Setelah itu, dimulailah lomba pertama untuk menentukan klasemen peserta. Seperti dalam permainan sepak bola, dalam babak ini para peserta akan mengatur strategi untuk dapat memasukkan sapi-sapi pacuannya ke dalam kelompok “papan atas” agar pada babak selanjutnya (penyisihan), dapat berlomba dengan sapi pacuan dari kelompok “papan bawah”.
Selanjutnya adalah babak penyisihan pertama, kedua, ketiga dan keempat atau babak final. Dalam babak penyisihan ini, permainan memakai sistem gugur. Dengan perkataan lain, sapi-sapi pacuan yang sudah dinyatakan kalah, tidak berhak lagi ikut dalam pertandingan babak selanjutnya. Sedangkan, bagi sapi pacuan yang dinyatakan sebagai pemenang, nantinya akan berhadapan lagi dengan pemenang dari pertandingan lainnya. Begitu seterusnya hingga tinggal satu pemain terakhir yang selalu menang dan menjadi juaranya.
Nilai budaya
Permainan kerapan sapi jika dicermati secara mendalam mengandung nilai-nilai yang pada gilirannya dapat dijadikan sebagai acuan dalam kehidupan bermasyarakat. Nilai-nilai itu adalah: kerja keras, kerja sama, persaingan, ketertiban dan sportivitas.
Nilai kerja keras tercermin dalam proses pelatihan sapi, sehingga menjadi seekor sapi pacuan yang mengagumkan (kuat dan tangkas). Untuk menjadikan seekor sapi seperti itu tentunya diperlukan kesabaran, ketekunan dan kerja keras. Tanpa itu mustahil seekor sapi aduan dapat menunjukkan kehebatannya di arena kerapan sapi.

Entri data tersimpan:
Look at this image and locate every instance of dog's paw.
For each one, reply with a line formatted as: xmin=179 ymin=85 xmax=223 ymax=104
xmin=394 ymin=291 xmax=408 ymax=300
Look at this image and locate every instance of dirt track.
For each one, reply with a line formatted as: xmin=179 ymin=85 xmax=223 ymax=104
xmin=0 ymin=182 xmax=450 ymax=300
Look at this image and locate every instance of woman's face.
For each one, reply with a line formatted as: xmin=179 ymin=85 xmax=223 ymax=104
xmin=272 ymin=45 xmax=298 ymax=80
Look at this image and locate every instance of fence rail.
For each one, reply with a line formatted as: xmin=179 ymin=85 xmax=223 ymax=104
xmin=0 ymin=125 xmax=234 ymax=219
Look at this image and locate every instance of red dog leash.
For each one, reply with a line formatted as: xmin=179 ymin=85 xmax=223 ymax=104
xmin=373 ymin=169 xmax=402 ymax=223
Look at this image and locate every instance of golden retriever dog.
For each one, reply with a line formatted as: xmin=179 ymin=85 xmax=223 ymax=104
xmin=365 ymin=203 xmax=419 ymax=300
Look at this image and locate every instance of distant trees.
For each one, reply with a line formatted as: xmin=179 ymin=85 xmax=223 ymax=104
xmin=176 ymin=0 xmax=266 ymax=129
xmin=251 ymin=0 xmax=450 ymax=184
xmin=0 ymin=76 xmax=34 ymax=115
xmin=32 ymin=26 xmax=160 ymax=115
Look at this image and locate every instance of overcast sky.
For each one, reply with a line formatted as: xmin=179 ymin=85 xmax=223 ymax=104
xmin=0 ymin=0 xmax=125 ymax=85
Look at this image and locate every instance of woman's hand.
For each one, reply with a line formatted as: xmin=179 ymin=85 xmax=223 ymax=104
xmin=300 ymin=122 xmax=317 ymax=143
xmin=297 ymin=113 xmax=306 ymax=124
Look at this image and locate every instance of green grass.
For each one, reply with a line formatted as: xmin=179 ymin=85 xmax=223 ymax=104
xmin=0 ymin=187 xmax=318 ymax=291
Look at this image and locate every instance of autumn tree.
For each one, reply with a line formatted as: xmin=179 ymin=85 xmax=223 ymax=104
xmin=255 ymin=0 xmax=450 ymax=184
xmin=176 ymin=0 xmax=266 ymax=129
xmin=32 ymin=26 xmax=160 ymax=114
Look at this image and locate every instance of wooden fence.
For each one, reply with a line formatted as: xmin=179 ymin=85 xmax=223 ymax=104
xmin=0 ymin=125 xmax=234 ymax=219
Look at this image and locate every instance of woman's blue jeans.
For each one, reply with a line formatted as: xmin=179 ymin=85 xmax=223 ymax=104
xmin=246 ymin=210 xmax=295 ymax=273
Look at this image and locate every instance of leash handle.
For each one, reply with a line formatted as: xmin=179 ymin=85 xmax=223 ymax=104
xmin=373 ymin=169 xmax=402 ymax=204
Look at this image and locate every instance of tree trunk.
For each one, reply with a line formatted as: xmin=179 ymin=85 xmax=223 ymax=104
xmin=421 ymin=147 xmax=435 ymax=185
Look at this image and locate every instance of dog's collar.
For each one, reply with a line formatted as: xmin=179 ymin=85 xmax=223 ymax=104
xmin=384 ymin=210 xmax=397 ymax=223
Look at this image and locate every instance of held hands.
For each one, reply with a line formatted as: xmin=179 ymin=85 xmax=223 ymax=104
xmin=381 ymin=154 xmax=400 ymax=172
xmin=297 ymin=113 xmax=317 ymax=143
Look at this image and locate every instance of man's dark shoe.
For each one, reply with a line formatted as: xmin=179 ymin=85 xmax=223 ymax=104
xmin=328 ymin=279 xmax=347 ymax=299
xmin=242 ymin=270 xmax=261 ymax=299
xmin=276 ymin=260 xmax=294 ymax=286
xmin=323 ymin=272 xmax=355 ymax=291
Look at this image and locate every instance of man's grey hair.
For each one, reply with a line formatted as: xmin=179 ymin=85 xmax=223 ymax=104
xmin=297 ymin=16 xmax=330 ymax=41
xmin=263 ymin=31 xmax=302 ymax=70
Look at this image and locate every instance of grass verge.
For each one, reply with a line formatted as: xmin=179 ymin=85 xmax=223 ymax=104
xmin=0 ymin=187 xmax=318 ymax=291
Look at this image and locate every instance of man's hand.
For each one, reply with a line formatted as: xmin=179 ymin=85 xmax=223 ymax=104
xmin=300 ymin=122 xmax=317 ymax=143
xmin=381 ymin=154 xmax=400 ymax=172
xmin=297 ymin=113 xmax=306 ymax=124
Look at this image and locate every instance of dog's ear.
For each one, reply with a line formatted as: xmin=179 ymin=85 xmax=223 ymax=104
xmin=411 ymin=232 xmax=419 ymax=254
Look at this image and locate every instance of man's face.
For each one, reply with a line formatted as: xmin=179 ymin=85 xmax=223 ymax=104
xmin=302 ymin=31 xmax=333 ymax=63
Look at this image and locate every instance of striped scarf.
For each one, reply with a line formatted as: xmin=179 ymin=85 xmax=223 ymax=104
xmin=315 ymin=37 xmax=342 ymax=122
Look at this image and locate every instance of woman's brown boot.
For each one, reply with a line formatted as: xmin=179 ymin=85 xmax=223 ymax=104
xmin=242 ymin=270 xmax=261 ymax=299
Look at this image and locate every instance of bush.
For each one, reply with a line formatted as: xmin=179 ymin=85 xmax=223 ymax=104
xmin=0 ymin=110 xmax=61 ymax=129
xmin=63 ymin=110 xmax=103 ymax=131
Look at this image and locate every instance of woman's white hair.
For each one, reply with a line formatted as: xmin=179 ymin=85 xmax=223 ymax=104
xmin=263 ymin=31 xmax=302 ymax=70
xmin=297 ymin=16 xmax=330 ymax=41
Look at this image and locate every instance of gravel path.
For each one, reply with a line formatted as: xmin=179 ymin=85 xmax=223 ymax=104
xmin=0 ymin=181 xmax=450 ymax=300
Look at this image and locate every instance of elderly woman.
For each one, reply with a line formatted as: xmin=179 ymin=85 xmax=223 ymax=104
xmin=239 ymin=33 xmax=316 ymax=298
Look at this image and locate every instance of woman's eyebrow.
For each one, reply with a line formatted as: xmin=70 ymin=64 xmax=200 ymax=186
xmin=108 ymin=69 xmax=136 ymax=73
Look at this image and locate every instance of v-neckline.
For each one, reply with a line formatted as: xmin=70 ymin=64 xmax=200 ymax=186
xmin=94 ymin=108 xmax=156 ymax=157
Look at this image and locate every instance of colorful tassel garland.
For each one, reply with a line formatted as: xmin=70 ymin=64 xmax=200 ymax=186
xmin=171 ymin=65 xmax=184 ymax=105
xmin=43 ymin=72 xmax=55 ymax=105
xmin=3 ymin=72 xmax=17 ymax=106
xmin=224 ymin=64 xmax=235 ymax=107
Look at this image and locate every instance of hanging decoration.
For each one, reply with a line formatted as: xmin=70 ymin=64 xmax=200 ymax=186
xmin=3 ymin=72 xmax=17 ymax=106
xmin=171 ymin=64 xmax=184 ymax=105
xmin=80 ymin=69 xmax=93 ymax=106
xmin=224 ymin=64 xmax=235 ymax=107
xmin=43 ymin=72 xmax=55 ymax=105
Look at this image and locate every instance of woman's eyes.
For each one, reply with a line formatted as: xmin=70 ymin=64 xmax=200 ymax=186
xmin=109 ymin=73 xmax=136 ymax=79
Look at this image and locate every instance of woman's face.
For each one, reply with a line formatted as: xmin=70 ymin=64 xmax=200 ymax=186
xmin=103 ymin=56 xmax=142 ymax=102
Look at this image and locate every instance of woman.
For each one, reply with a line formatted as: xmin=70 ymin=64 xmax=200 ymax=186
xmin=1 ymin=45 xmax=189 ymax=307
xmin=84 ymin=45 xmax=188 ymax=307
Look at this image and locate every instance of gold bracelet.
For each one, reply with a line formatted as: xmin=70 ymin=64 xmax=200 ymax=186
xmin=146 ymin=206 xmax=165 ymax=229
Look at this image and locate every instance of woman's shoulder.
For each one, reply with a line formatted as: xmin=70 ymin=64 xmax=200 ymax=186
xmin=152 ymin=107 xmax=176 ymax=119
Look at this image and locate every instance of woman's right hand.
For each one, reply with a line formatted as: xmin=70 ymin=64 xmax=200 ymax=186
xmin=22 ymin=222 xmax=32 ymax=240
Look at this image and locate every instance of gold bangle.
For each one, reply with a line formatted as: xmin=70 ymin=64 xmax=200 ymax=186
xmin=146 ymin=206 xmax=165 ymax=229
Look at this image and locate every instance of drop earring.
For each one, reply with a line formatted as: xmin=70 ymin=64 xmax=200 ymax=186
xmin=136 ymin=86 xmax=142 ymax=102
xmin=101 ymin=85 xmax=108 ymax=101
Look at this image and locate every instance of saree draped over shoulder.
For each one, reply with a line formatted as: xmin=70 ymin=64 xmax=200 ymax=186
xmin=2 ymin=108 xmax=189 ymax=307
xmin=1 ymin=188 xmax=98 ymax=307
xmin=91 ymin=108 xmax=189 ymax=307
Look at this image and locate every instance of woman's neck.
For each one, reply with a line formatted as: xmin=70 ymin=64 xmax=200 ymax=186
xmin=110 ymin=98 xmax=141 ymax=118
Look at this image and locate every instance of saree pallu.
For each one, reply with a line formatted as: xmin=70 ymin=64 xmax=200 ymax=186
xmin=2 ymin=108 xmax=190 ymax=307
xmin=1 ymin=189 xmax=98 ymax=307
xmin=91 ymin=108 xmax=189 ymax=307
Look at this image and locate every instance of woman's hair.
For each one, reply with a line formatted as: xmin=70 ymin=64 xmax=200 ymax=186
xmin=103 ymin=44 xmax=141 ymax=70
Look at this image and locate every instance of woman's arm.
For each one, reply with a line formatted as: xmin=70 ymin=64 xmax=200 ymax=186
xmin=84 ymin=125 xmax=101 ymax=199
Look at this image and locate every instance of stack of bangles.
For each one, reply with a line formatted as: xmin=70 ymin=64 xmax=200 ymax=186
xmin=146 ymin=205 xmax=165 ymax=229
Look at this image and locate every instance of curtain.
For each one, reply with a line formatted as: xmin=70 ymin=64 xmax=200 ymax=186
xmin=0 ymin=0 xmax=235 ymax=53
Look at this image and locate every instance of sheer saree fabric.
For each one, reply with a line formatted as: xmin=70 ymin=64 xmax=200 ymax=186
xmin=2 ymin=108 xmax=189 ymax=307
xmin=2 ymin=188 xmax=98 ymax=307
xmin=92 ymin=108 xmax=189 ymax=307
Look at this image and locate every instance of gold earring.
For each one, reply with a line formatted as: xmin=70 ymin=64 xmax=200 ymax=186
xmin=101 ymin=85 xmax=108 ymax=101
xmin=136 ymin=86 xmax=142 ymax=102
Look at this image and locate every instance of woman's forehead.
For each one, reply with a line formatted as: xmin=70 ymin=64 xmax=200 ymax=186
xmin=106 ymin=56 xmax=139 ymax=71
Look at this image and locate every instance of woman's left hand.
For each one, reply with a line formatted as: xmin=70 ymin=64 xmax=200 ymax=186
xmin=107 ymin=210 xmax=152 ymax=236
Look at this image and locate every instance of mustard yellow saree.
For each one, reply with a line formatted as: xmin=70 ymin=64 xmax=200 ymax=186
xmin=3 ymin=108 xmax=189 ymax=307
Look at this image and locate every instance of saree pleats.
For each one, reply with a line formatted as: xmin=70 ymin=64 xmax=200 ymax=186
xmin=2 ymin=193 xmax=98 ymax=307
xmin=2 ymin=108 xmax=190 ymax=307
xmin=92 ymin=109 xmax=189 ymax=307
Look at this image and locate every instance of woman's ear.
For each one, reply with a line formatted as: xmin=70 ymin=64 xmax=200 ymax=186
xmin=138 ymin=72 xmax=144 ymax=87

◆ Latihan singkat: Perbarui bagian teks tentang kerapan sapi yang dimulai dengan "Selanjutnya adalah babak" dan berlanjut sampai "ketertiban dan sportivitas.", dengan mengganti "sistem gugur" menjadi "sistem eliminasi". Daftar ini tidak berkaitan dengan teks tentang kerapan sapi.

◆ Hasil latihan ini:
Selanjutnya adalah babak penyisihan pertama, kedua, ketiga dan keempat atau babak final. Dalam babak penyisihan ini, permainan memakai sistem eliminasi. Dengan perkataan lain, sapi-sapi pacuan yang sudah dinyatakan kalah, tidak berhak lagi ikut dalam pertandingan babak selanjutnya. Sedangkan, bagi sapi pacuan yang dinyatakan sebagai pemenang, nantinya akan berhadapan lagi dengan pemenang dari pertandingan lainnya. Begitu seterusnya hingga tinggal satu pemain terakhir yang selalu menang dan menjadi juaranya.
Nilai budaya
Permainan kerapan sapi jika dicermati secara mendalam mengandung nilai-nilai yang pada gilirannya dapat dijadikan sebagai acuan dalam kehidupan bermasyarakat. Nilai-nilai itu adalah: kerja keras, kerja sama, persaingan, ketertiban dan sportivitas.